* **WHAT YOU ARE ASKED TO DO**:
Answer these questions about the abstract on autocrine signalling and cAMP formation:
1. On what date was it published?
2. In which cells was cAMP formation measured?
3. What protein was identified as the autocrine factor behind sensitization?

* **EXCERPT TO READ**:
------------

Autocrine signalling as cause of sensitized cAMP formation
© Nanoff et al; licensee BioMed Central Ltd. 2011
Published: 5 September 2011
Cyclic adenosine monophosphate (cAMP) is a second messenger essential for neural functions. The propensity of a nerve cell to mount a cAMP response may be conditional, e.g. depending on a preceding exposure to stimuli (as in long term potentiation).
We measured cAMP formation in SH-SY5Y neuroblastoma cells at various stages of differentiation to a neuronal phenotype. We analyzed expression pattern of enzymes involved in regulated cAMP production, differentiation markers and protein composition of culture supernatant.
SH-SY5Y cells (a model nerve cell) required differentiation to produce cAMP in substantial amounts; in undifferentiated proliferating cells, forskolin or activation of Gs-coupled receptors barely stimulated cAMP formation. A cell-autonomous process induced sensitization. The process relied on an autocrine factor, which we identified as Dickkopf1 protein. Serum protein quenched the activity of Dickkopf1; conversely, serum deprivation allowed for sensitization to unfold. The effect of Dickkopf1 was mediated by a high-affinity receptor activated at concentrations of ≤1 nM. In accordance with its cognate function as Wnt antagonist, sensitization was a consequence of suppressing the canonical Wnt signaling pathway; the inhibitors of glycogen-synthase kinase-3β, lithium chloride and, in addition, valproic acid mimicked Wnt signals and diminished the extent of sensitized cAMP formation. We found that in differentiated cells, expression of the α-subunit of Gs (Gαs) increased due to activation of the GNAS gene. Although sufficient to support Gs-coupling of the A2A adenosine receptor, increased Gαs alone failed to enhance receptor-stimulated cAMP formation. We infer that sensitized cAMP formation reflected increased responsiveness of the catalyst, adenylyl cyclase, to stimuli.
SH-SY5Y provide for a nerve cell model to study the effect of Wnt signaling on regulated cAMP formation. Our data suggest that mood stabilizing agents act by reducing the ability of nerve cells to produce cAMP.

------------

* **EXTRACTED ENTRIES**:
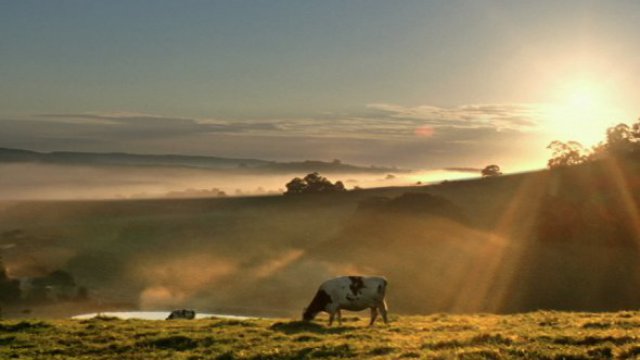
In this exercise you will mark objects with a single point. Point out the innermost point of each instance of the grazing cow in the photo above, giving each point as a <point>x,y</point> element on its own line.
<point>182,314</point>
<point>353,293</point>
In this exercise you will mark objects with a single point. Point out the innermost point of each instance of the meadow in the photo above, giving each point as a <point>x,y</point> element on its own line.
<point>564,240</point>
<point>535,335</point>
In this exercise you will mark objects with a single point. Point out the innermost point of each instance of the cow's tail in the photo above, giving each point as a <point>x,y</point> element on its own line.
<point>382,287</point>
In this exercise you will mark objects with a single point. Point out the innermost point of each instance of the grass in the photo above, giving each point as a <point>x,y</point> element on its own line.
<point>537,335</point>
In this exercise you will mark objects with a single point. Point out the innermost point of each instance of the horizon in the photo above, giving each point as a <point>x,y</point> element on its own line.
<point>414,84</point>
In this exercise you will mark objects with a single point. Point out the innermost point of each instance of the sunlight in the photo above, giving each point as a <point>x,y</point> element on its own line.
<point>583,111</point>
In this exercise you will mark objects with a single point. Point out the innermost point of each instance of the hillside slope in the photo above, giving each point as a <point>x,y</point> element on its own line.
<point>564,240</point>
<point>541,335</point>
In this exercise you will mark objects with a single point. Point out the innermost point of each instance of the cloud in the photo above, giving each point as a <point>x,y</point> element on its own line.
<point>521,117</point>
<point>380,134</point>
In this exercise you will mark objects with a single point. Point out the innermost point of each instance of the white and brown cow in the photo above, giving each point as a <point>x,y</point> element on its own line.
<point>353,293</point>
<point>182,314</point>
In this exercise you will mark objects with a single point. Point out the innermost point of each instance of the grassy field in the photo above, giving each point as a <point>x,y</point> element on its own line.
<point>566,240</point>
<point>536,335</point>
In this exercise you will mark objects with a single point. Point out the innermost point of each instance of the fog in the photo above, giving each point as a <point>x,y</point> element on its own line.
<point>27,181</point>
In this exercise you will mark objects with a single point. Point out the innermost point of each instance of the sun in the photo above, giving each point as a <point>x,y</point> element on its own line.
<point>583,111</point>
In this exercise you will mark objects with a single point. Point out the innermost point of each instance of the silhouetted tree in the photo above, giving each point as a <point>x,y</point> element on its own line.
<point>619,139</point>
<point>566,154</point>
<point>313,183</point>
<point>9,288</point>
<point>491,170</point>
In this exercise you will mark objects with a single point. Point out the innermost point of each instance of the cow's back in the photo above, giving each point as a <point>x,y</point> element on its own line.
<point>356,292</point>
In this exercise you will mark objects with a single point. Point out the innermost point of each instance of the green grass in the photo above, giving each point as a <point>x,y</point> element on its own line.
<point>538,335</point>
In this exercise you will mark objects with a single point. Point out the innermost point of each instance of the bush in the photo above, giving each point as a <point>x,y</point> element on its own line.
<point>313,183</point>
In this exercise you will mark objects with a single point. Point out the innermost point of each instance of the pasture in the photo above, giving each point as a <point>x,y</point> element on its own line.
<point>536,335</point>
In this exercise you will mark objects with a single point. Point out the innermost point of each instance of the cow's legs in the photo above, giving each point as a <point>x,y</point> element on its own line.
<point>374,315</point>
<point>383,311</point>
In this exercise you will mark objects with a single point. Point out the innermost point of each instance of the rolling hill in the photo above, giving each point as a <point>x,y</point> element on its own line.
<point>565,239</point>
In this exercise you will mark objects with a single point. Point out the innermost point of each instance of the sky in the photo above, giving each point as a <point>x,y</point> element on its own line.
<point>416,84</point>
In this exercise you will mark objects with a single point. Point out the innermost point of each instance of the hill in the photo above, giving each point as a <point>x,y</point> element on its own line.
<point>564,240</point>
<point>540,335</point>
<point>199,162</point>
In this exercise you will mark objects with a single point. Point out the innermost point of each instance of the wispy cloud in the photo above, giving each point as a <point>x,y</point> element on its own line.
<point>384,134</point>
<point>521,117</point>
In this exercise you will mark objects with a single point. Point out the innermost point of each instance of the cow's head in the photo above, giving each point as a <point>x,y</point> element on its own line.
<point>308,315</point>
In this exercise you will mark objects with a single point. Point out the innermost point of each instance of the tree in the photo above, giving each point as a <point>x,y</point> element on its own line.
<point>620,139</point>
<point>491,170</point>
<point>566,154</point>
<point>313,183</point>
<point>9,288</point>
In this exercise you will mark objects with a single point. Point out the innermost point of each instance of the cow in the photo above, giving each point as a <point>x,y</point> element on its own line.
<point>353,293</point>
<point>182,314</point>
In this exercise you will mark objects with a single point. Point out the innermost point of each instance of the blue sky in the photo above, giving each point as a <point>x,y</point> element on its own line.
<point>291,80</point>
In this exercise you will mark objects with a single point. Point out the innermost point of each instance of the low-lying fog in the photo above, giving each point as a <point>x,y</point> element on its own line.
<point>45,181</point>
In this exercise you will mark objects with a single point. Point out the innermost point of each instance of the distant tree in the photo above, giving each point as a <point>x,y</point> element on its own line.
<point>620,139</point>
<point>491,170</point>
<point>9,288</point>
<point>566,154</point>
<point>296,186</point>
<point>313,183</point>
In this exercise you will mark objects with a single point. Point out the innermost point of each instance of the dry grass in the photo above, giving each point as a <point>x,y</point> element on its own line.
<point>538,335</point>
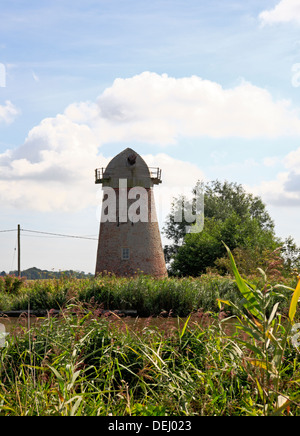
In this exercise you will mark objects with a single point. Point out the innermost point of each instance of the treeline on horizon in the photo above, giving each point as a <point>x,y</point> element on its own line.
<point>39,274</point>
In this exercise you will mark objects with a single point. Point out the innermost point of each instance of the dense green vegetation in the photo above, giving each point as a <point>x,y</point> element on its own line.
<point>147,296</point>
<point>80,364</point>
<point>232,216</point>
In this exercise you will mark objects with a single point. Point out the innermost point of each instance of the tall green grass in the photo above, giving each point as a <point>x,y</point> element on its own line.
<point>147,296</point>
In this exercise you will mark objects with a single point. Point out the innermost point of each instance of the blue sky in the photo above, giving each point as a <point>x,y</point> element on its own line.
<point>202,89</point>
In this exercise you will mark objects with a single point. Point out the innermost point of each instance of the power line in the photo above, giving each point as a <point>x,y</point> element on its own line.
<point>51,234</point>
<point>59,234</point>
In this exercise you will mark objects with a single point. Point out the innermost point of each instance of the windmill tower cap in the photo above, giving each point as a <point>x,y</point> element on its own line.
<point>131,166</point>
<point>127,164</point>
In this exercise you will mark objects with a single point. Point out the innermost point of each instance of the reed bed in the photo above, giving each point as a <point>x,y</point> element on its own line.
<point>78,363</point>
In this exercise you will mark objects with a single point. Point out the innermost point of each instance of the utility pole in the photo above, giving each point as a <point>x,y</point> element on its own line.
<point>19,250</point>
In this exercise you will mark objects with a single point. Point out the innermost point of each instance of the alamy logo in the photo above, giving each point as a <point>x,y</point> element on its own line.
<point>132,204</point>
<point>296,335</point>
<point>2,76</point>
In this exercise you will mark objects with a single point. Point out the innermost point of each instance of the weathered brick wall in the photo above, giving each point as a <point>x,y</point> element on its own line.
<point>143,240</point>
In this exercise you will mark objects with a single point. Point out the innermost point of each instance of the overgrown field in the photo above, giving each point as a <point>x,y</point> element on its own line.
<point>78,363</point>
<point>148,296</point>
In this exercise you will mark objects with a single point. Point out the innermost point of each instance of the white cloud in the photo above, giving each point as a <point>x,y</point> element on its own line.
<point>53,169</point>
<point>285,11</point>
<point>8,112</point>
<point>284,190</point>
<point>160,109</point>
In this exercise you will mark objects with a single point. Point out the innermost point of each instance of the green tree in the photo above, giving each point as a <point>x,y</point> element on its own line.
<point>232,215</point>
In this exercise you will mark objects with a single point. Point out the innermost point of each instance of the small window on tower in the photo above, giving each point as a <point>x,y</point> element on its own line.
<point>125,253</point>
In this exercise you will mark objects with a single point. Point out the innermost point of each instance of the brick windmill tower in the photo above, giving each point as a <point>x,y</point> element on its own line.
<point>129,237</point>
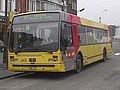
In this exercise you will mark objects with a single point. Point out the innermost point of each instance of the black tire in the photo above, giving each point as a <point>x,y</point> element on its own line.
<point>78,64</point>
<point>104,55</point>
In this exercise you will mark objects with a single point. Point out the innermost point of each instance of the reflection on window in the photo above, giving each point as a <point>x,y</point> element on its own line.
<point>90,35</point>
<point>36,35</point>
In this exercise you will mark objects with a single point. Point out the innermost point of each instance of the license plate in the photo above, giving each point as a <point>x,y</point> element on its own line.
<point>32,68</point>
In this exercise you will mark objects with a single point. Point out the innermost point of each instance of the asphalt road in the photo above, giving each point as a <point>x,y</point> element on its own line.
<point>97,76</point>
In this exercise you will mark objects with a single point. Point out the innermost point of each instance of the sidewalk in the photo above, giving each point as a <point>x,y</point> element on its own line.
<point>4,73</point>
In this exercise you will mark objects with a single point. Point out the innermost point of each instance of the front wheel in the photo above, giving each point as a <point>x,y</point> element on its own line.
<point>78,64</point>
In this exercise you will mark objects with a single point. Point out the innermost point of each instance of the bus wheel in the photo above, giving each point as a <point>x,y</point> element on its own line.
<point>78,64</point>
<point>104,55</point>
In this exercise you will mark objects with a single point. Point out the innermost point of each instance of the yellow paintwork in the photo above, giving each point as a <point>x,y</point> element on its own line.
<point>95,54</point>
<point>41,59</point>
<point>91,23</point>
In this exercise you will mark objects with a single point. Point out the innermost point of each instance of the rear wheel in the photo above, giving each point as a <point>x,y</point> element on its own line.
<point>78,64</point>
<point>104,55</point>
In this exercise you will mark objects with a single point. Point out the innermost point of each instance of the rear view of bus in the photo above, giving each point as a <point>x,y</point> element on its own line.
<point>34,43</point>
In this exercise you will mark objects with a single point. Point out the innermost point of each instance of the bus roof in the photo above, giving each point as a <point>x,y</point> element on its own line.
<point>81,20</point>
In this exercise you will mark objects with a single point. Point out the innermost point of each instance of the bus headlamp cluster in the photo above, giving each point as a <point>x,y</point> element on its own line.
<point>13,60</point>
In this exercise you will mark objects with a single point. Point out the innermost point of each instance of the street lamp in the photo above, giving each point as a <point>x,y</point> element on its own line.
<point>81,10</point>
<point>100,18</point>
<point>5,35</point>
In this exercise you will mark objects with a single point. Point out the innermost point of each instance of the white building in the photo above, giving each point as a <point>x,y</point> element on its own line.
<point>11,6</point>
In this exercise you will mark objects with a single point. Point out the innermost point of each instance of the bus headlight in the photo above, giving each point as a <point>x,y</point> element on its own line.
<point>13,60</point>
<point>52,60</point>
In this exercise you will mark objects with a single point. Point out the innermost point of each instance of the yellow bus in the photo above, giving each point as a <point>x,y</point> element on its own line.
<point>56,42</point>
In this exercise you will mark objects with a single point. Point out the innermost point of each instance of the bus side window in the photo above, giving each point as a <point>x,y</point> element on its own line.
<point>66,35</point>
<point>82,35</point>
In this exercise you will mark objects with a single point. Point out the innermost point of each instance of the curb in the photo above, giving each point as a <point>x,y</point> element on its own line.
<point>5,77</point>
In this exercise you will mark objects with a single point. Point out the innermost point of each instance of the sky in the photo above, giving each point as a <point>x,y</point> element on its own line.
<point>96,8</point>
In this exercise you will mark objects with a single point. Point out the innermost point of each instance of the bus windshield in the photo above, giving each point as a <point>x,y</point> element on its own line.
<point>34,36</point>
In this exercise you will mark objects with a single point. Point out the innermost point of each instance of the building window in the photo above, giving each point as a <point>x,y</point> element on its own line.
<point>42,5</point>
<point>38,5</point>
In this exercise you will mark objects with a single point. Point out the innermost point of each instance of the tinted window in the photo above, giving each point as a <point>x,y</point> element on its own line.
<point>82,34</point>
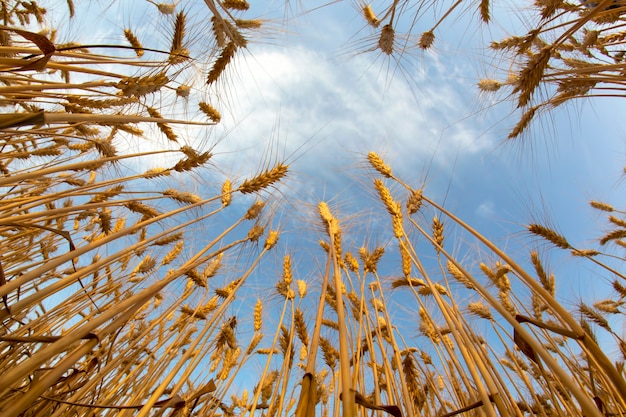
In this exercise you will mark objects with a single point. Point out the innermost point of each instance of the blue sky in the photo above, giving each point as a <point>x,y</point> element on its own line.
<point>312,95</point>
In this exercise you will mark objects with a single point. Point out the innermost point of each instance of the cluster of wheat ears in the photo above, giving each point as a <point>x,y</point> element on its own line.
<point>112,305</point>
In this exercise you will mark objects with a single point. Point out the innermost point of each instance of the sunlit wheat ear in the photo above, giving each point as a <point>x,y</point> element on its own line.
<point>437,232</point>
<point>272,239</point>
<point>221,62</point>
<point>166,129</point>
<point>480,310</point>
<point>142,86</point>
<point>264,180</point>
<point>370,17</point>
<point>165,8</point>
<point>426,39</point>
<point>178,53</point>
<point>227,195</point>
<point>370,260</point>
<point>182,197</point>
<point>210,112</point>
<point>386,39</point>
<point>236,4</point>
<point>134,42</point>
<point>484,11</point>
<point>488,85</point>
<point>531,75</point>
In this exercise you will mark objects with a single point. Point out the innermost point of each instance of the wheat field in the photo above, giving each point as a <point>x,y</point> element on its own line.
<point>134,289</point>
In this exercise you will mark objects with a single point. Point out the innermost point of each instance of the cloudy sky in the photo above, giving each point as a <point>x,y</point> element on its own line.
<point>312,90</point>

------------

* **EXERCISE RESULT**:
1. 5 September 2011
2. SH-SY5Y neuroblastoma cells
3. Dickkopf1